-- Opening Marker --

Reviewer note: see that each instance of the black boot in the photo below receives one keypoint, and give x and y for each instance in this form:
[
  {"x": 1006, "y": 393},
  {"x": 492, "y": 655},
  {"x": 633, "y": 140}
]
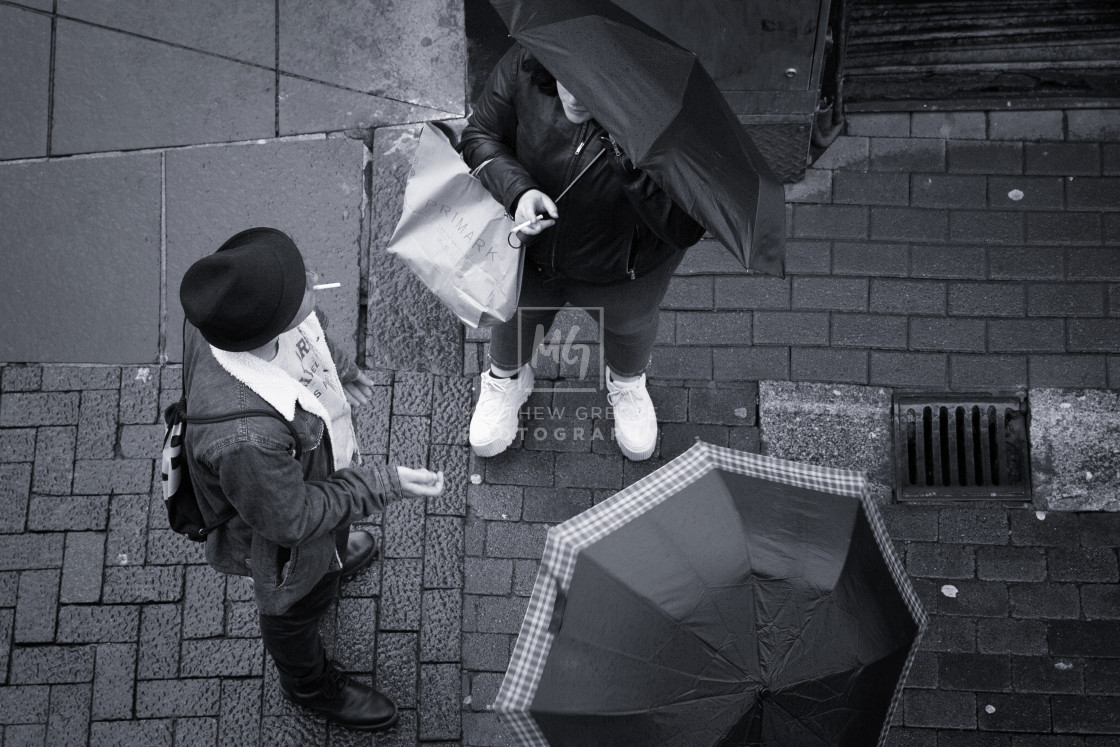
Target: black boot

-- Closing Marker --

## [Task item]
What is needed is a verbatim copy of the material, minus its pictures.

## [Completed task]
Reviewer note: see that each instance of the black boot in the photo below receives one keypoint, and give x and y for each instance in this form:
[
  {"x": 1006, "y": 393},
  {"x": 492, "y": 655},
  {"x": 633, "y": 140}
]
Target: black boot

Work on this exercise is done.